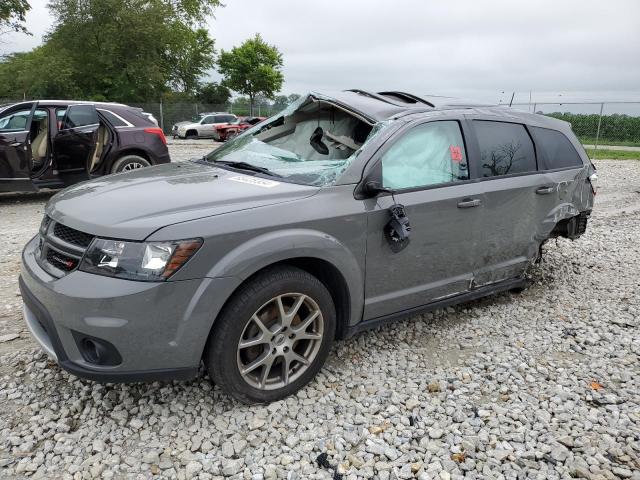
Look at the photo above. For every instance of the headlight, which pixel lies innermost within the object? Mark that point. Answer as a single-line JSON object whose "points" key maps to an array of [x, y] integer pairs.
{"points": [[146, 261]]}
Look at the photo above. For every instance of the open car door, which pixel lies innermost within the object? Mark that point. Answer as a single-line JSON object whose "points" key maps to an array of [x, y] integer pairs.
{"points": [[15, 148], [75, 143]]}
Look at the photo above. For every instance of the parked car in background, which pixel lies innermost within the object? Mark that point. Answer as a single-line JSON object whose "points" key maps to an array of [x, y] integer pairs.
{"points": [[53, 144], [206, 126], [231, 130], [176, 126], [340, 213]]}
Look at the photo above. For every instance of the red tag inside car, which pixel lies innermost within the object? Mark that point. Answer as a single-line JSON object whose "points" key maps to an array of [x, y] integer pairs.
{"points": [[456, 153]]}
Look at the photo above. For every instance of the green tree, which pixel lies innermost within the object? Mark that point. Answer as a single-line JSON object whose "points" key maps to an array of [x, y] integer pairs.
{"points": [[253, 68], [282, 101], [119, 50], [214, 94], [12, 15]]}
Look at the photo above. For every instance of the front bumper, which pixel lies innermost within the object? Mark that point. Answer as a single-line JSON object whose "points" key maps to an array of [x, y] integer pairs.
{"points": [[159, 330]]}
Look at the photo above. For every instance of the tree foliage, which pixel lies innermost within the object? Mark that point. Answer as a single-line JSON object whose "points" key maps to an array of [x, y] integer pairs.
{"points": [[119, 50], [214, 94], [12, 15], [253, 68]]}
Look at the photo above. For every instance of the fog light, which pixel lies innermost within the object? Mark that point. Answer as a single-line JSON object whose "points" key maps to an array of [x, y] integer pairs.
{"points": [[97, 351]]}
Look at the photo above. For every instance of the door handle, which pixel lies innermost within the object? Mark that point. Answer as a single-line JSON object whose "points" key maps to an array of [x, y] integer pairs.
{"points": [[469, 203]]}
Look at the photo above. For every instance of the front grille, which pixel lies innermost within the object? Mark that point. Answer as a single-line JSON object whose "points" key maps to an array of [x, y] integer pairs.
{"points": [[61, 261], [60, 248], [70, 235], [45, 224]]}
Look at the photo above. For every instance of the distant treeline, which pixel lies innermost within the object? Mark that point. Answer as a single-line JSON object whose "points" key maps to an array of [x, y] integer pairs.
{"points": [[614, 128]]}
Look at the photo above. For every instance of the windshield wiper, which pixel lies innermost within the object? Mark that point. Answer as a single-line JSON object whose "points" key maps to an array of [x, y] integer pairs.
{"points": [[248, 166]]}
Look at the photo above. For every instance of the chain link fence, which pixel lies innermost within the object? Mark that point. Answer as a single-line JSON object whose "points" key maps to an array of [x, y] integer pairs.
{"points": [[598, 125], [171, 113]]}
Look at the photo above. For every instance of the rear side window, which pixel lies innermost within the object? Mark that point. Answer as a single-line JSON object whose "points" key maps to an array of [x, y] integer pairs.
{"points": [[556, 150], [225, 118], [14, 121], [429, 154], [80, 116], [113, 119], [505, 148]]}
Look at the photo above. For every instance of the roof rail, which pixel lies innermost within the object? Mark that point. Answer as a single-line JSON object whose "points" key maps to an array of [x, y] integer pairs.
{"points": [[407, 96], [371, 95]]}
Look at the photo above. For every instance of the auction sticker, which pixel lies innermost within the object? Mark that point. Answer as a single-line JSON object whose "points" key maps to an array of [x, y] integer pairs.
{"points": [[258, 182]]}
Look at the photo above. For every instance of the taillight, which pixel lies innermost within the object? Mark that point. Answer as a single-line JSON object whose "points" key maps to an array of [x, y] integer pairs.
{"points": [[156, 131], [593, 180]]}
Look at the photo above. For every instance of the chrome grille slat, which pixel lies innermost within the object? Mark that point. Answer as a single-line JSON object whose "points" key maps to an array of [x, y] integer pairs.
{"points": [[70, 235]]}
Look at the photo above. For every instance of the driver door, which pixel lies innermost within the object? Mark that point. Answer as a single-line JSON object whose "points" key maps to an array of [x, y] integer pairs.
{"points": [[15, 148], [427, 168], [75, 142]]}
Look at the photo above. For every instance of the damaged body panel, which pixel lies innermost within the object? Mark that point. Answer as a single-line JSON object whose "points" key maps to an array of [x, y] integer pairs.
{"points": [[341, 212]]}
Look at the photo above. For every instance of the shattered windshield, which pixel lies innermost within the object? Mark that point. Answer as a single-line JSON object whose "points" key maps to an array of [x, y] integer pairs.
{"points": [[310, 142]]}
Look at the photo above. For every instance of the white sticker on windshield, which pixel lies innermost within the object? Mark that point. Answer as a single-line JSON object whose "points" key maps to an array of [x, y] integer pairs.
{"points": [[258, 182]]}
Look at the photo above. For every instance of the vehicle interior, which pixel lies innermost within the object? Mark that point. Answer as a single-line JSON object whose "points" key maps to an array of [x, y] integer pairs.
{"points": [[39, 133], [103, 138], [317, 130]]}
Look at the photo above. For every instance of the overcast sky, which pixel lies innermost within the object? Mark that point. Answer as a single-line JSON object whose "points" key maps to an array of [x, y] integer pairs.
{"points": [[580, 49]]}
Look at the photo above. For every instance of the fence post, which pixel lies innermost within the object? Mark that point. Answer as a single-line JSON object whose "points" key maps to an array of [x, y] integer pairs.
{"points": [[595, 150]]}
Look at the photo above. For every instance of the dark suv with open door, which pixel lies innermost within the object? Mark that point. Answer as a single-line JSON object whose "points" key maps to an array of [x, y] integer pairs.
{"points": [[52, 144]]}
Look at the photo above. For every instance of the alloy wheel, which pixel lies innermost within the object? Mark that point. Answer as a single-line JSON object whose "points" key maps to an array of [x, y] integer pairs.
{"points": [[132, 166], [280, 341]]}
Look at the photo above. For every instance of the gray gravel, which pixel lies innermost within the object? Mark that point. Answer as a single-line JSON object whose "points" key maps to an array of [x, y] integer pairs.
{"points": [[542, 384]]}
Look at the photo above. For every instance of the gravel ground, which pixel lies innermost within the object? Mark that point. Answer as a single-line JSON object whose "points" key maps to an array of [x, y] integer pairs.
{"points": [[542, 384]]}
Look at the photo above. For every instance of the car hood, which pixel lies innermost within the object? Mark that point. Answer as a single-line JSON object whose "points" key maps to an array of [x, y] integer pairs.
{"points": [[135, 204], [188, 124]]}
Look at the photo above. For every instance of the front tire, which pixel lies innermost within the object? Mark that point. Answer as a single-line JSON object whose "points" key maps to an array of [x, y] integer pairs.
{"points": [[127, 163], [272, 337]]}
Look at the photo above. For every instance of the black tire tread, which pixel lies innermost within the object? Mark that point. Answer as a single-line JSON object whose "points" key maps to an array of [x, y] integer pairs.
{"points": [[246, 294]]}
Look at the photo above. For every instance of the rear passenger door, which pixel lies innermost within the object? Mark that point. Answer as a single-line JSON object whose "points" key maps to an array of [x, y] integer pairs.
{"points": [[75, 142], [562, 167], [517, 199]]}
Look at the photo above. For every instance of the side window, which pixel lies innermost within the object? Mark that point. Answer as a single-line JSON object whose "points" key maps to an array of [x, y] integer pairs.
{"points": [[15, 121], [113, 119], [556, 149], [429, 154], [505, 148], [80, 116]]}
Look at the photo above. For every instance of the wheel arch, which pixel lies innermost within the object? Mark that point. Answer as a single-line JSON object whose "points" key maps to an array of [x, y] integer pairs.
{"points": [[113, 158], [317, 253]]}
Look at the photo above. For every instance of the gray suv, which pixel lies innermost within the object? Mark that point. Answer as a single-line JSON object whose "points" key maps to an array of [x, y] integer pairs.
{"points": [[338, 214]]}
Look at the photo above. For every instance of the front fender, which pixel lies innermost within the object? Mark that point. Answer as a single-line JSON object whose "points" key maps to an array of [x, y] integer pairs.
{"points": [[273, 247]]}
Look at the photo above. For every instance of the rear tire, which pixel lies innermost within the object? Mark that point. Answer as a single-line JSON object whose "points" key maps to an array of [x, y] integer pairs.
{"points": [[127, 163], [272, 337]]}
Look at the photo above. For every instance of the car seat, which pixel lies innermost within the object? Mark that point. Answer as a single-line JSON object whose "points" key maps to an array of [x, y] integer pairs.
{"points": [[103, 138], [39, 145]]}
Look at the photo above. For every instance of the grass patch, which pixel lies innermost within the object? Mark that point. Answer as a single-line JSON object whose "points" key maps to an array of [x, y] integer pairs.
{"points": [[603, 154]]}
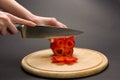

┄┄┄┄┄┄┄┄┄┄┄┄┄┄┄┄┄┄┄┄

TASK REQUIREMENTS:
Nothing but the lines from the one containing "Look at the photo above. For every instance of the grass" to the last line of the records should be returned, exactly as they appear and without pictures.

SOLUTION:
Look at the photo above. For every instance of the grass patch, which pixel lies innermost within the object? Mark that point. Answer as a single-line JSON object whose "points" key maps to an array of [x, y] integer pairs.
{"points": [[603, 154]]}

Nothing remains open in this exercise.